Цель упражнения:
Отфильтруйте листинг и выпишите все строки, где встречается слово «white». Регистр букв имеет значение.

Записи разметки для детекции

......

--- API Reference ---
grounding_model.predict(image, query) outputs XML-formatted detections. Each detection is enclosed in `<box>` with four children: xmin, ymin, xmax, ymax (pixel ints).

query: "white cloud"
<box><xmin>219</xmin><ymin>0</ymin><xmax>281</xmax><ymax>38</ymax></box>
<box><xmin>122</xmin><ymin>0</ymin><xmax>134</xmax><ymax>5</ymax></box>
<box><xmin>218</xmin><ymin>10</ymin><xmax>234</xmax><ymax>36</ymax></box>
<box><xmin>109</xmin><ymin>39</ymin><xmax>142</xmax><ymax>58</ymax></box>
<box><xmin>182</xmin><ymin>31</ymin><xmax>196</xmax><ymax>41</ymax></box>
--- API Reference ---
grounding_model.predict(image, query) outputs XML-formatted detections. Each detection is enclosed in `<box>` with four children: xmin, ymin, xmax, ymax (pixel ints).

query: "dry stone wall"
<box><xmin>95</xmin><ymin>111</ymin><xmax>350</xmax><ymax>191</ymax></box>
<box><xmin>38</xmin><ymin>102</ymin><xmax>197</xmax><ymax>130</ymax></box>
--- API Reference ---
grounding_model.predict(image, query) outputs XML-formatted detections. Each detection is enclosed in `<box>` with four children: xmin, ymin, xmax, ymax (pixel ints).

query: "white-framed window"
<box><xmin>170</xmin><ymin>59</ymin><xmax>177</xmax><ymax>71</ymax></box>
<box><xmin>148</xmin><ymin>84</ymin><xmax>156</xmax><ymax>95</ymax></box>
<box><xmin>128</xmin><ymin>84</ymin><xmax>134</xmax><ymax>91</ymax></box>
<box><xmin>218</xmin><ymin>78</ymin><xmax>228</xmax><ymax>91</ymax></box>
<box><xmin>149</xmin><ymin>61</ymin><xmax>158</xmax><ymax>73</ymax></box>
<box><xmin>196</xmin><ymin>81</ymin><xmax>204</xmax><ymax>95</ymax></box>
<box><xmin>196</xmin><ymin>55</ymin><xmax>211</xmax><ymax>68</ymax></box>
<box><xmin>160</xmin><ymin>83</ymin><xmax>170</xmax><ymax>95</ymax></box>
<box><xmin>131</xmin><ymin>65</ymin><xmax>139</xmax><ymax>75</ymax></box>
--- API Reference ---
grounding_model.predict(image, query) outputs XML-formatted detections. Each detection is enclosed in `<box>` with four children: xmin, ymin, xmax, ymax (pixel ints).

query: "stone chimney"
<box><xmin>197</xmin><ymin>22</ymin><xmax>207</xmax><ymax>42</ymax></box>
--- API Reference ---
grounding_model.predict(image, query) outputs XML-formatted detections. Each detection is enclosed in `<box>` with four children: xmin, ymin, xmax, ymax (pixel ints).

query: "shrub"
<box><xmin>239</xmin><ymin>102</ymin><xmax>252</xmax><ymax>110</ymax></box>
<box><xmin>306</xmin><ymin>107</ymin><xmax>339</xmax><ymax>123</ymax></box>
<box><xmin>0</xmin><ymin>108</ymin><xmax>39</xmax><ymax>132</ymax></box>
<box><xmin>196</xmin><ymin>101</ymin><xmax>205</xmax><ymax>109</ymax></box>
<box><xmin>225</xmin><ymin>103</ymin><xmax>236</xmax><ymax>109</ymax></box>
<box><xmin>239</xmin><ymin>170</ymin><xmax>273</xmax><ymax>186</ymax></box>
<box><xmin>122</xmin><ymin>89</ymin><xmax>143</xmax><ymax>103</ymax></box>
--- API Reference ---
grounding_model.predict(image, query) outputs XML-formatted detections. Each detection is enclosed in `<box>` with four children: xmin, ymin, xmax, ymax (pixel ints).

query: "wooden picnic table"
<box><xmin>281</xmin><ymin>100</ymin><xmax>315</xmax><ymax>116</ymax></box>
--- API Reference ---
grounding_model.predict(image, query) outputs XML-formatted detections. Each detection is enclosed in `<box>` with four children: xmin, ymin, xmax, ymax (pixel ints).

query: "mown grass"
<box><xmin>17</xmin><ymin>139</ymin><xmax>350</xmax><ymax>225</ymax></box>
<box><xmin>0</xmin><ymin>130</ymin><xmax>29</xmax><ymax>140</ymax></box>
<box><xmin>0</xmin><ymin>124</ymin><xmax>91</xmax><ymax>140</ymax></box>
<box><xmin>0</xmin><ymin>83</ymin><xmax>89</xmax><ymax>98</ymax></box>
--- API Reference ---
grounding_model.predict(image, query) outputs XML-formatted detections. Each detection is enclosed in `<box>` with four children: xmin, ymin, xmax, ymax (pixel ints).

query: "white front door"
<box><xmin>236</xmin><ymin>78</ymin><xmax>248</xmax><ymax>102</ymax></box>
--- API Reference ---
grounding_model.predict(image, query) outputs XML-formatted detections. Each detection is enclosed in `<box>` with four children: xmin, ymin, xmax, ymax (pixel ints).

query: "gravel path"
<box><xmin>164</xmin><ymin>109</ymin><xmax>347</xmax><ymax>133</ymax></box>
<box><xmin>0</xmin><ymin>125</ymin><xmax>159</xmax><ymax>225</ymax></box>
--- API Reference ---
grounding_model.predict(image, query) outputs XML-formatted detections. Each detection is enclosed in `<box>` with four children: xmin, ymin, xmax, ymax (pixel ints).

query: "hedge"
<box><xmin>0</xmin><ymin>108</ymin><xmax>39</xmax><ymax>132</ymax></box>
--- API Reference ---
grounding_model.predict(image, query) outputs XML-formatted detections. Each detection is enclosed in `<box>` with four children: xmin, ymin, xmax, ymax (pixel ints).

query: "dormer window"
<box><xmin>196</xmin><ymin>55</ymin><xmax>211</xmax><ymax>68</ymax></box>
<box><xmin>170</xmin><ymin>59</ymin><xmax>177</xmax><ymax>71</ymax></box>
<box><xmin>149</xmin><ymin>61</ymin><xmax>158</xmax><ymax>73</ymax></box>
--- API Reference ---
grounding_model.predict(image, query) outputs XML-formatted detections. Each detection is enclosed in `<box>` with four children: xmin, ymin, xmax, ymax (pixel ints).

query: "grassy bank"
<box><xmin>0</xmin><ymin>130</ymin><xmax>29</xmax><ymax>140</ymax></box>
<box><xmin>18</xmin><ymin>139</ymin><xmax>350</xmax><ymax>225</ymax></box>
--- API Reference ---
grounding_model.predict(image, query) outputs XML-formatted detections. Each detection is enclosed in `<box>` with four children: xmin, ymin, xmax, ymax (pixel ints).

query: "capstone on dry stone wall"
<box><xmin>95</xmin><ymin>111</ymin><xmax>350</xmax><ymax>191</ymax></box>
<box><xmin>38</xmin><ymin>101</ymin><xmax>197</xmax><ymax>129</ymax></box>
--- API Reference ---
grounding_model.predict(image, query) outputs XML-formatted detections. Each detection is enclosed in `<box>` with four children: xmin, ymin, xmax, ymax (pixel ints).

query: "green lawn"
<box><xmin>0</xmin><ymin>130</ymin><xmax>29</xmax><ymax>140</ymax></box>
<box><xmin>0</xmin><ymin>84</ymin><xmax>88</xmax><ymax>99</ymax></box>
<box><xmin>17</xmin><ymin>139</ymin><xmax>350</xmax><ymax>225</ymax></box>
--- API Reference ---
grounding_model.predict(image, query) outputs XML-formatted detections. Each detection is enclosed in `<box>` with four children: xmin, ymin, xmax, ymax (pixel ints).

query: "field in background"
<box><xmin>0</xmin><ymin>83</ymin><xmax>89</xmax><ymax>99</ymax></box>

......

Выполненное задание:
query: "white cloud"
query: "white-framed window"
query: "white front door"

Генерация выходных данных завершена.